Aufgabe 1:
Kopiere aus dem Ausgangstext den Abschnitt von „Diese Strecken –“ bis „Genehmigungsverfahren über Jahre?“ wortgetreu.
:: Ausgangstext
Herr Professor Bodack – welche Vorteile bringt uns „Stuttgart 21“?Karl-Dieter Bodack: Wenig. Im Schnitt unterm Strich und im Durchschnitt sind die Fahrgäste in den Zügen eine halbe Minute schneller in Stuttgart. 30 Sekunden schneller. Das muss man in Relation zu mindestens 10 Milliarden Kosten einschließlich der Neubaustrecke Ulm-Stuttgart sehen. Zehn Milliarden für eine halbe Minute.

Julian Aicher: Wie kommen Sie zu dieser Behauptung?

Karl-Dieter Bodack: Die frühere Stuttgarter Umweltministerin Tanja Gönner hat noch vor der letzten Landtagswahl bei SMA eine Studie in Auftrag gegeben. Und dort hat man extrem gründlich, umfangreich und genau gerechnet. Da wurde dann nicht gelobt, dass ein leerer Zug schneller ankommt – das bringt ja nichts. SMA ging bei seinen Berechnungen von den Fahrgästen aus. Also Bahnfahrenden, die aus Karlsruhe, Mannheim, Horb, Crailsheim oder Ulm nach Stuttgart rein fahren. Manche dieser Züge – zum Beispiel aus Ulm – sind tatsächlich schneller.

Manche Fahrgäste kämen aber dank „Stuttgart 21“ aber auch deutlich später in Stuttgart an, weil es aus diesen Richtungen teils nur eingleisige Verbindungen gibt. Horb zum Beispiel. Oder Aalen. Alles mit allem verrechnet brächte „Stuttgart 21“  30 Sekunden Zeiteinsparung. „K 21“ – also der verbesserte Kopfbahnhof, brächte 54 Sekunden Beschleunigung. Mit einem sinnvoll sparsamen Ausbau ganz weniger, kurzer Neubaustrecken südlich von Stuttgart bräuchte man diese Bauten wie in „Stuttgart 21“ und „K 21“ geplant, gar nicht.

Diese Strecken – darunter vor allem vom Flughafen Stuttgart nach Wendlingen, wäre für 200 Millionen Euro zu bauen – ohne teure Tunnels. Man kann sich gut vorstellen, dass dieses SMA-Gutachten bei Frau Gönner damals blankes Entsetzen ausgelöst hat. Ministerin Gönner hat die Studie deshalb sofort in ihrem Giftschrank verschwinden lassen. Nun kann man diese Studie auf der Website des Verkehrsministeriums Stuttgart nachlesen.

Julian Aicher: Aber das hieße doch: Wieder neue Planfeststellungs- und Genehmigungsverfahren über Jahre?
::::
:: Vorliegende Datensätze
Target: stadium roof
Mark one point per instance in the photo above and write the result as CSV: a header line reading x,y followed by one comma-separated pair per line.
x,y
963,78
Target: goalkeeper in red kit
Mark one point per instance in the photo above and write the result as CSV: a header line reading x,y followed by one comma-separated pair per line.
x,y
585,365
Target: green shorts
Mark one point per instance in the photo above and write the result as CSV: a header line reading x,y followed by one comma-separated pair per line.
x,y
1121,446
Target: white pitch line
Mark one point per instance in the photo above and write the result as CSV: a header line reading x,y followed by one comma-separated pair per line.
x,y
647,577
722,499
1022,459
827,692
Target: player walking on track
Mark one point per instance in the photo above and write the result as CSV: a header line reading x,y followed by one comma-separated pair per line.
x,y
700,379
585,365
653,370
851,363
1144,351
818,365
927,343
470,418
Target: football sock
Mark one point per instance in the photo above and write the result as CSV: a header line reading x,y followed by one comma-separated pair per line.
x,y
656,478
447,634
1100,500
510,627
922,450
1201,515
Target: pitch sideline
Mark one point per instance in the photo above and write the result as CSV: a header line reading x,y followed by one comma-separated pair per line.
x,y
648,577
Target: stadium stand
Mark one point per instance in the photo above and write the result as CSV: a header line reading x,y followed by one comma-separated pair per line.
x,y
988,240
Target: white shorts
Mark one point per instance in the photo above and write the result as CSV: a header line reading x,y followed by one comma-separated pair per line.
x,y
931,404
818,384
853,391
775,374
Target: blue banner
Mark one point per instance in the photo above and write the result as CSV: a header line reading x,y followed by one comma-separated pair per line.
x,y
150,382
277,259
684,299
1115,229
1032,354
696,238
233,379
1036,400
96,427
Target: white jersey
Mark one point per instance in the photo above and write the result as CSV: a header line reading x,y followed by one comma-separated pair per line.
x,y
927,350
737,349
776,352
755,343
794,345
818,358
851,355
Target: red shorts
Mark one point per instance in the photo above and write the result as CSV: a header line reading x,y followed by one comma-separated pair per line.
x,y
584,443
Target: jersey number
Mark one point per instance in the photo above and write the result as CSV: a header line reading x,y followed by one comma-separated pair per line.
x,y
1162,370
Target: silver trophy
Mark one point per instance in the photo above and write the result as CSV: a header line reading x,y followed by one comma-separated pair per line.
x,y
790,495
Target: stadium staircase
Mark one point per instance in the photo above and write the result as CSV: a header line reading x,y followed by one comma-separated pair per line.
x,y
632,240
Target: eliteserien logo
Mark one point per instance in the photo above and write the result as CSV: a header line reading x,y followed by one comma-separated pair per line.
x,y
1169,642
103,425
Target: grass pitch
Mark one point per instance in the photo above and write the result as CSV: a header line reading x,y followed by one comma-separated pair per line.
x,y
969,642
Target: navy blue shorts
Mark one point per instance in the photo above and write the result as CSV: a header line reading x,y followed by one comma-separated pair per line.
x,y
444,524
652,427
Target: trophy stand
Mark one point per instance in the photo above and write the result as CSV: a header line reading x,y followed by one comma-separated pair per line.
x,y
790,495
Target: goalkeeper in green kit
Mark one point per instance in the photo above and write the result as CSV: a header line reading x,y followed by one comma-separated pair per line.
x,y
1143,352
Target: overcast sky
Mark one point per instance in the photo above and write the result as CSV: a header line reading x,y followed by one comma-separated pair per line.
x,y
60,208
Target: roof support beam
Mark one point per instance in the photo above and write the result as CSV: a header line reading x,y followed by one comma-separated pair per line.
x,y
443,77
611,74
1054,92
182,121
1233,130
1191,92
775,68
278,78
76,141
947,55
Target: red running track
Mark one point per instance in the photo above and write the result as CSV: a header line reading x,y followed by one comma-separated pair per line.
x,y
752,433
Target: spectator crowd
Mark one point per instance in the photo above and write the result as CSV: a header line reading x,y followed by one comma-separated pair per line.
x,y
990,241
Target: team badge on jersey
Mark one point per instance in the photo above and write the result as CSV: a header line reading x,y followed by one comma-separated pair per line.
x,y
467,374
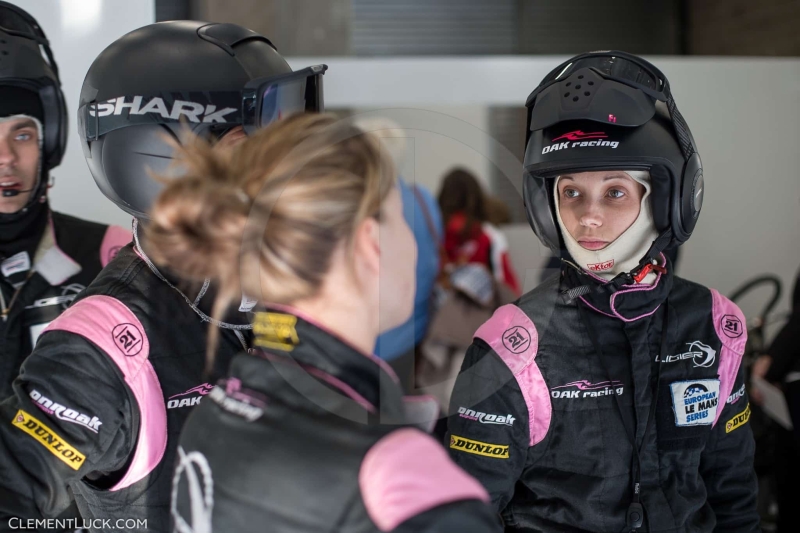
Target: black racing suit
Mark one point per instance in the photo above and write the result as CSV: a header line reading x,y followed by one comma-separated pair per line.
x,y
552,394
310,435
68,257
100,402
::::
Aufgabe 2:
Schreibe aus den Datensätzen den Abschnitt von der Zeile mit „Target: team badge on jersey“ bis zum Ende der Datensätze unverändert ab, beide Enden eingeschlossen. Lass die Bilder dabei weg.

Richtige Antwort 1:
Diese Strecken – darunter vor allem vom Flughafen Stuttgart nach Wendlingen, wäre für 200 Millionen Euro zu bauen – ohne teure Tunnels. Man kann sich gut vorstellen, dass dieses SMA-Gutachten bei Frau Gönner damals blankes Entsetzen ausgelöst hat. Ministerin Gönner hat die Studie deshalb sofort in ihrem Giftschrank verschwinden lassen. Nun kann man diese Studie auf der Website des Verkehrsministeriums Stuttgart nachlesen.

Julian Aicher: Aber das hieße doch: Wieder neue Planfeststellungs- und Genehmigungsverfahren über Jahre?

Richtige Antwort 2:
Target: team badge on jersey
Mark one point per instance in the photo above and write the result as CSV: a header line reading x,y followed by one comma-separated pair per line.
x,y
467,374
Target: black racing suit
Mark one point per instance in the photo above and write the result as CSV: a header line reading x,y followed by one comma-separated pair per line.
x,y
552,394
310,435
68,257
100,402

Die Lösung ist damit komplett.